→ **Selected passage**:

========================

Dec. 18, 1917

Ossie Davis

Actor, playwright and civil rights activist Ossie Davis was born in Cogdell, Georgia. 

He saw racism from his youth with the KKK threatening his father because of the advanced job he held as a Black man. His father, Kince, eventually left the job, seeking greater independence. 

Davis became a voracious reader and dreamed of being a writer. After graduating high school, he hitchhiked to Washington, D.C. and attended Howard University. Davis dropped out of Howard University to pursue acting in New York City. 

Davis landed the lead role in the 1946 Broadway play “Jeb” about a disabled veteran battling racism in Louisiana. There he met his wife-to-be, Ruby Dee, whom he married two years later. The pair appeared in Lorraine Hansberry’s “A Raisin the Sun” and became active in the civil rights movement. 

They became friends with Martin Luther King Jr., helping organize and emcee the 1963 March on Washington. They also became friends and supporters of Malcolm X. Davis gave the eulogy at Malcolm X’s funeral — a eulogy he reprised with his rich baritone in Spike Lee’s “Malcolm X.”

========================

→ **Dataset excerpts**:

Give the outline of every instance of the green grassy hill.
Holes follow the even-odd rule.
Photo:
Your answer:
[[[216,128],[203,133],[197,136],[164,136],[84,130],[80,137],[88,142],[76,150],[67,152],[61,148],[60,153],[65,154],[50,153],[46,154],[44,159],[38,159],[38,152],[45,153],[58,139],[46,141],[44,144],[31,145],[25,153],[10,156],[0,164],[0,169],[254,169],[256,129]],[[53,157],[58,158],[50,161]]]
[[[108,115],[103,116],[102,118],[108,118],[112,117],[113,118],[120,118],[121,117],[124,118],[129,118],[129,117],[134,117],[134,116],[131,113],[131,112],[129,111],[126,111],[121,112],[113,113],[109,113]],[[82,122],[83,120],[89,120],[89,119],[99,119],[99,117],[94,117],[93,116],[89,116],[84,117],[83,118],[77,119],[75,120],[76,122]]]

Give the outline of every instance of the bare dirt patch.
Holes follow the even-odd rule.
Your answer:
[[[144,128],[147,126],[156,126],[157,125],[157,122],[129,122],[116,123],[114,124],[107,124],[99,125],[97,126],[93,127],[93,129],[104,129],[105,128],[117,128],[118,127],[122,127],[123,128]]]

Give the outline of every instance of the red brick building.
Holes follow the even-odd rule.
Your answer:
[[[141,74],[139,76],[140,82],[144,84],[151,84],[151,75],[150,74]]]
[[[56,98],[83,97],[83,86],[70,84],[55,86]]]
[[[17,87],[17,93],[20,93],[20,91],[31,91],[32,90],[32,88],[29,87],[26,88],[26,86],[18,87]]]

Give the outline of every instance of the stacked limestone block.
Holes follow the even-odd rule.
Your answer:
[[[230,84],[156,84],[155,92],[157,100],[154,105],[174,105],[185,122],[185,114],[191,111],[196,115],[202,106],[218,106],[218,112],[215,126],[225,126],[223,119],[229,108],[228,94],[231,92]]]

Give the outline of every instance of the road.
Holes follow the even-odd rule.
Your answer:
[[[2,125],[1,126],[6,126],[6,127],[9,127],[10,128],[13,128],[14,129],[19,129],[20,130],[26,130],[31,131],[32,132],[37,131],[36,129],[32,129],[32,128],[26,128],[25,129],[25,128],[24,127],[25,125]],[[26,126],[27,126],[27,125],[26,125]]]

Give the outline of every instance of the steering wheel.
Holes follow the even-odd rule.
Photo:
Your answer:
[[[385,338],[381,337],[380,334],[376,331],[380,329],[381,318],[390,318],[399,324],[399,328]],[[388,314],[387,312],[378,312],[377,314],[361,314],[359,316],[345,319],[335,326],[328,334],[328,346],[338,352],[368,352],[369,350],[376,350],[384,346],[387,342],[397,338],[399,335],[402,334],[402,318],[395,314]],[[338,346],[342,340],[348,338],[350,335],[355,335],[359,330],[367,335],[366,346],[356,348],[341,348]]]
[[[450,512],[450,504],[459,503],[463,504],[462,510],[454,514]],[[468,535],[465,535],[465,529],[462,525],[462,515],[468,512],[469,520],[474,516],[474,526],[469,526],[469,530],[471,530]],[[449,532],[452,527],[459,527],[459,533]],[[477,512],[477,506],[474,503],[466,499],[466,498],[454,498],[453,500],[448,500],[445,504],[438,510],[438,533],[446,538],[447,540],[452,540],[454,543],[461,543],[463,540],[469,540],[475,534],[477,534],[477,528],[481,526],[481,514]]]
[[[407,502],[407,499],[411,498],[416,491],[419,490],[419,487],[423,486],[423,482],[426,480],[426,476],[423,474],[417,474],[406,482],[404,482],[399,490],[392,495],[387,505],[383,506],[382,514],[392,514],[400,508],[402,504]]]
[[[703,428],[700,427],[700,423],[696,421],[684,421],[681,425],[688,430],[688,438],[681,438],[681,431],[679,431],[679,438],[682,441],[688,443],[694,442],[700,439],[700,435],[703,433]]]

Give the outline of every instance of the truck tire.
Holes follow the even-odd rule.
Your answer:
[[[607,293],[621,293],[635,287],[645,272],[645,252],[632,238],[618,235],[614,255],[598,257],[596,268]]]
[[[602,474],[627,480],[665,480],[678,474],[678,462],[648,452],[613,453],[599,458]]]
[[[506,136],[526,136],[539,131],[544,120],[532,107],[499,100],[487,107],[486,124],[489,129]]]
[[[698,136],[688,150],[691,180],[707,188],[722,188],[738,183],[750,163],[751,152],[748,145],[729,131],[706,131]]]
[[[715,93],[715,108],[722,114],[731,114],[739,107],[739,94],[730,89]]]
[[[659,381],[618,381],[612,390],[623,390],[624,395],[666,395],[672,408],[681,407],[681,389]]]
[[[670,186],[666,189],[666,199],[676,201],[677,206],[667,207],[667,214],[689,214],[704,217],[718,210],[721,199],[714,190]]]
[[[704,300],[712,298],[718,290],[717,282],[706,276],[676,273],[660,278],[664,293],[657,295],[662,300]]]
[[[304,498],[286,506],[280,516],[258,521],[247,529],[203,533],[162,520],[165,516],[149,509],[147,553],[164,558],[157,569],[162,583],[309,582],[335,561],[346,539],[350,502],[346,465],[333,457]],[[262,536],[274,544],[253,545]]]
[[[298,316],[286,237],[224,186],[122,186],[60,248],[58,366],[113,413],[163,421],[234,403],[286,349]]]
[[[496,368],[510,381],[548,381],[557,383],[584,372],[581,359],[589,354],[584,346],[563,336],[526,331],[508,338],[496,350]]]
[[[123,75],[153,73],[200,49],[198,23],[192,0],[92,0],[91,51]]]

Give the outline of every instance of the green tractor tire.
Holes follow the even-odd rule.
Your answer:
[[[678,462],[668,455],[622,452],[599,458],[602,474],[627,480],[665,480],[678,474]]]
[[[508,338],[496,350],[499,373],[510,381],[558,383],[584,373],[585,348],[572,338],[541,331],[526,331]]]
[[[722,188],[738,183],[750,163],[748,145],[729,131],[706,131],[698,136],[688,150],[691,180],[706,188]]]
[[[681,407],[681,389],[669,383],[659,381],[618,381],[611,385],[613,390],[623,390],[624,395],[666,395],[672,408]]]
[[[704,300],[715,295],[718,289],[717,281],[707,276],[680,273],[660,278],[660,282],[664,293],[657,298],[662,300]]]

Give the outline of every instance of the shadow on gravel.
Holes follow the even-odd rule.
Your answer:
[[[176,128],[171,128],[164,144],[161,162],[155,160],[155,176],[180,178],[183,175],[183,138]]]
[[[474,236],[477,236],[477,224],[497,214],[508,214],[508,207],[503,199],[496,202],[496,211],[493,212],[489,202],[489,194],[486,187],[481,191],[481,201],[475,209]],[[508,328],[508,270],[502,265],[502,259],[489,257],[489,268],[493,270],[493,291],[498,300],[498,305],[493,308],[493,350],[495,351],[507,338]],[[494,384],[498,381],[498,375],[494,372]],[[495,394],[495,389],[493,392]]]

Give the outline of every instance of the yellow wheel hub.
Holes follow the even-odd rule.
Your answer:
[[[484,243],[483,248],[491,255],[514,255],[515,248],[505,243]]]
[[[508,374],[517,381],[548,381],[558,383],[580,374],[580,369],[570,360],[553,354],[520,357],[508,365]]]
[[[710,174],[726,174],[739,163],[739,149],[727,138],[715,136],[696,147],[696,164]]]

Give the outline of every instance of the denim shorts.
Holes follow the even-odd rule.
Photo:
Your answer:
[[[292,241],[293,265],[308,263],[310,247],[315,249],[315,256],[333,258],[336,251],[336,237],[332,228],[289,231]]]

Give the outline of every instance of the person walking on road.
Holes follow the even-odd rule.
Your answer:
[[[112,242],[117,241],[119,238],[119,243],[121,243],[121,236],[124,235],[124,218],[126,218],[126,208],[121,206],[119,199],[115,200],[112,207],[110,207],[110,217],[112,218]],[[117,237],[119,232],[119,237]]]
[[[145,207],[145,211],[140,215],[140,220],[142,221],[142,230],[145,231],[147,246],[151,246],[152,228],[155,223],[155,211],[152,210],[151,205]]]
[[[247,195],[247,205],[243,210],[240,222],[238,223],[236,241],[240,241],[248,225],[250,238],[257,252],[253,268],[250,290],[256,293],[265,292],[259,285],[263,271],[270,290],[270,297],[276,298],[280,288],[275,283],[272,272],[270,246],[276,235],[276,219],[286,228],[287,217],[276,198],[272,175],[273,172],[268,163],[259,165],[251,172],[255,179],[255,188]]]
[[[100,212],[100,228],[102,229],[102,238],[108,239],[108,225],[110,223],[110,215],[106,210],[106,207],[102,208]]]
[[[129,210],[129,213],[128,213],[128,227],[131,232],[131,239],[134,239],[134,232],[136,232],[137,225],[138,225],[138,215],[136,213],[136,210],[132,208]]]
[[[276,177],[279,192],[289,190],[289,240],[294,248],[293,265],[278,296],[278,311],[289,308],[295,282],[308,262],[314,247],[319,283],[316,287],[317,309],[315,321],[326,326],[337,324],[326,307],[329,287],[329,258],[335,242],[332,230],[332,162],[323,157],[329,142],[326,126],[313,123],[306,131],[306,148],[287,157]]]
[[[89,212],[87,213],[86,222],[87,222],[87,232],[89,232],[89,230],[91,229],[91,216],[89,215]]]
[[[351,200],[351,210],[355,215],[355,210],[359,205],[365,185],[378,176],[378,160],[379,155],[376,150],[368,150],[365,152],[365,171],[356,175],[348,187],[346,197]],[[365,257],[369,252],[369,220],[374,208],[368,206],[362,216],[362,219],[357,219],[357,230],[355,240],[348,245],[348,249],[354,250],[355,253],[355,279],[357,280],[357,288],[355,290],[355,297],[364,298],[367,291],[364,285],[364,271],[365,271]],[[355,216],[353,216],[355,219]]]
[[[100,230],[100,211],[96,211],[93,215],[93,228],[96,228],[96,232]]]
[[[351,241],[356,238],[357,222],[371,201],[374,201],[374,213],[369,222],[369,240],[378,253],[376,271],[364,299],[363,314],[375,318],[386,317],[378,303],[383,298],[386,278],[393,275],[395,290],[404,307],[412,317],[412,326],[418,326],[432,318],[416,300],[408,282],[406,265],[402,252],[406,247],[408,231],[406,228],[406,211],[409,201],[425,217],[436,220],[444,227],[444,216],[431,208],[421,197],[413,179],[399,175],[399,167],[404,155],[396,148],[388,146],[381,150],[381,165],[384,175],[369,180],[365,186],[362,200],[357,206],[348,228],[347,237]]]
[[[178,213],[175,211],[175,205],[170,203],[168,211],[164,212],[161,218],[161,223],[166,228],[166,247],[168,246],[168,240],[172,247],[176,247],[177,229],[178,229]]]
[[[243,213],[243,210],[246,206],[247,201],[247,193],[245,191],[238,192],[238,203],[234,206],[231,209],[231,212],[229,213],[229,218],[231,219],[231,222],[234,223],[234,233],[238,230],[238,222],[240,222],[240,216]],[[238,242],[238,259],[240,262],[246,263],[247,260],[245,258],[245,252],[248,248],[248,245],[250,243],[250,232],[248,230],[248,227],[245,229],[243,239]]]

========================

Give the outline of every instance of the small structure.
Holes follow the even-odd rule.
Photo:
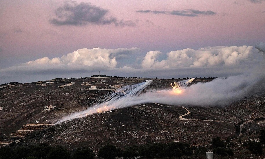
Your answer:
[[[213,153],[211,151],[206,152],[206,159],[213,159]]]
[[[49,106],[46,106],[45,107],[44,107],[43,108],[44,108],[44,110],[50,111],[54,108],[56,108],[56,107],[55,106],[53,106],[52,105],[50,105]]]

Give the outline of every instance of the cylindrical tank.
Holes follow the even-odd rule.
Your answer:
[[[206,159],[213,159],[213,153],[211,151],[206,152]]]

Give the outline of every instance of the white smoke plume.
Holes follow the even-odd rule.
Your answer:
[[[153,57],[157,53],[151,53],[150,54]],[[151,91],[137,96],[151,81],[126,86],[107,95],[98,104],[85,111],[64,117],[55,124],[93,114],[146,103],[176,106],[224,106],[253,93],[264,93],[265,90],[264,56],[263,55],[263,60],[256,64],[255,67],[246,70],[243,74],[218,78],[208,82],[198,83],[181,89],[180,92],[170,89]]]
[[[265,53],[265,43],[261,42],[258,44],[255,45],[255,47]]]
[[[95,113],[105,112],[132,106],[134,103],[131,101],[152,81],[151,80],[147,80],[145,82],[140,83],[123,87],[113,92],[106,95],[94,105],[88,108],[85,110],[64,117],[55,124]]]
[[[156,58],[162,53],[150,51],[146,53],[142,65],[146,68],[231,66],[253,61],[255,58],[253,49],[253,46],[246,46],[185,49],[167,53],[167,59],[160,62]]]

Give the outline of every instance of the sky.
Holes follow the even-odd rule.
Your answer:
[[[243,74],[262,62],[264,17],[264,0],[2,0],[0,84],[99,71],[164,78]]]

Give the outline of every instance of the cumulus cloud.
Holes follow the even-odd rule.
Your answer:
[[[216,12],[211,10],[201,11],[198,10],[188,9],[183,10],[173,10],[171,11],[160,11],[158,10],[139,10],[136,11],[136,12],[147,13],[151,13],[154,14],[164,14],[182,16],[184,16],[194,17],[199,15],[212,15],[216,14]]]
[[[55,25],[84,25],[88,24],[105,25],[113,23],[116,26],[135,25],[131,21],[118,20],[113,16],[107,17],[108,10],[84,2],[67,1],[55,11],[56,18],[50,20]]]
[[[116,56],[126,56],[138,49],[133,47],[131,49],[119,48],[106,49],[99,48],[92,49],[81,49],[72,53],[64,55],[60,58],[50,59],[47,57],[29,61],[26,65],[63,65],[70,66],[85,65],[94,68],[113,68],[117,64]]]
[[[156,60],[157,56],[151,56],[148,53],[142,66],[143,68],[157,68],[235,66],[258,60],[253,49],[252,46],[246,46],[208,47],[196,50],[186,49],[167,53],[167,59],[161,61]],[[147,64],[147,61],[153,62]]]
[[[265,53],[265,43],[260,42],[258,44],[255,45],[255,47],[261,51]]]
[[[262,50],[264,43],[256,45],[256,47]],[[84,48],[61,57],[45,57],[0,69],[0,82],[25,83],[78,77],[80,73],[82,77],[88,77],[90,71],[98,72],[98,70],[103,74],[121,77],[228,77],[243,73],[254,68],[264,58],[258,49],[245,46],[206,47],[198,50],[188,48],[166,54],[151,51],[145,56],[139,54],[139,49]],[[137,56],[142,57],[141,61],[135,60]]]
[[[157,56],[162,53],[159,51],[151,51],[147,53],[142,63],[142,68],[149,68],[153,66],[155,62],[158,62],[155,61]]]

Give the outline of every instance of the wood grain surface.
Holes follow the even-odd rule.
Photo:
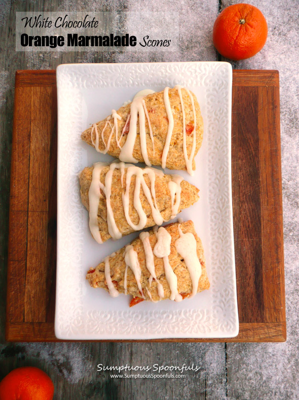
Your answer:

========================

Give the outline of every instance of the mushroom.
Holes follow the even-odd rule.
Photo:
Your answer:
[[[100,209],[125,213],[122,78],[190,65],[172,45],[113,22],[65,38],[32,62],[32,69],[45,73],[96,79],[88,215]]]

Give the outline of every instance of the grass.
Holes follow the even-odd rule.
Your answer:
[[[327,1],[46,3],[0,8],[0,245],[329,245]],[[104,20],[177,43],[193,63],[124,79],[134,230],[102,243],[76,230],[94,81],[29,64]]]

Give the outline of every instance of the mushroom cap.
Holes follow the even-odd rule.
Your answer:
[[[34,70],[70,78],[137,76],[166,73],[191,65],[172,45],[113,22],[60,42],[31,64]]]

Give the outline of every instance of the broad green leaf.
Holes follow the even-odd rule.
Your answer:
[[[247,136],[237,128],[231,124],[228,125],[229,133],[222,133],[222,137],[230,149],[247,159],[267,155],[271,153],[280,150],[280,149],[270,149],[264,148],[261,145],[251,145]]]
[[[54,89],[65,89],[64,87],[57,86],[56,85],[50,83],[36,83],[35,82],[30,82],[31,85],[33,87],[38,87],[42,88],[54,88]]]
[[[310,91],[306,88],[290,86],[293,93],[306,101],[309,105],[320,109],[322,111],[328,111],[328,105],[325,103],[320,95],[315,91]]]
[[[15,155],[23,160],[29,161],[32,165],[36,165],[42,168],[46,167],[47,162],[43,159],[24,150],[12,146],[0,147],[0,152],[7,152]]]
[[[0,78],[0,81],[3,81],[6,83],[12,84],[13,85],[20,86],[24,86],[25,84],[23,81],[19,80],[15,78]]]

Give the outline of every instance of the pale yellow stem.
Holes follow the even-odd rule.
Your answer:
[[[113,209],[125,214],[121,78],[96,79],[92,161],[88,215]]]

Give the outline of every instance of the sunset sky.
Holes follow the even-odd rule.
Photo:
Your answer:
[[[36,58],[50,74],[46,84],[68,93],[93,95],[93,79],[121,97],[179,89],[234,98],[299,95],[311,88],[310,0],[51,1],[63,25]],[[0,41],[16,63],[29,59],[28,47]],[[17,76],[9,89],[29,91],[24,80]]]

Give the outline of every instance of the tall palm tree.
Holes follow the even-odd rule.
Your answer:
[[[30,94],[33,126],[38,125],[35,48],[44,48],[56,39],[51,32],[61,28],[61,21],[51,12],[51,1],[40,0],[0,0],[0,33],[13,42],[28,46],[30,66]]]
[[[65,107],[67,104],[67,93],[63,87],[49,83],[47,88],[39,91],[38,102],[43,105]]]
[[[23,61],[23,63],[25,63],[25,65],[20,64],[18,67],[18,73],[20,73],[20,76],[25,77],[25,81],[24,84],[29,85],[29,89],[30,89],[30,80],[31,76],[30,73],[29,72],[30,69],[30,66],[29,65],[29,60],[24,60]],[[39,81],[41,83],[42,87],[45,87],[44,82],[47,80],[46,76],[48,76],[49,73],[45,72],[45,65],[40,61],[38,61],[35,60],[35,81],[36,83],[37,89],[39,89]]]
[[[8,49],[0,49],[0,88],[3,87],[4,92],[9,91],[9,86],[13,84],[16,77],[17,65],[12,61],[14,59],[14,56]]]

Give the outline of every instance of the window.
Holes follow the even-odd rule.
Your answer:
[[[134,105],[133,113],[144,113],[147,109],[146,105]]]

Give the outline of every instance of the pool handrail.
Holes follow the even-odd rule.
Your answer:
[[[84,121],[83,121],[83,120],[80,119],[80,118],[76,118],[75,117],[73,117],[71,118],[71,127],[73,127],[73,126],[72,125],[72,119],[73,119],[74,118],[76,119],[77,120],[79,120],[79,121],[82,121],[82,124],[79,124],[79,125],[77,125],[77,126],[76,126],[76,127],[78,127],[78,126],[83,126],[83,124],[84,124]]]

========================

→ **What is asked**:
Turn the paragraph of the Ossie Davis profile that begins "They became friends with Martin Luther King Jr." into a bulleted list that keeps its main facts.

→ **Result below**:
- Davis and Ruby Dee became friends with Martin Luther King Jr.
- They helped organize and emcee the 1963 March on Washington.
- They also became friends and supporters of Malcolm X.
- Davis gave the eulogy at Malcolm X's funeral.
- He reprised that eulogy with his rich baritone in Spike Lee's "Malcolm X."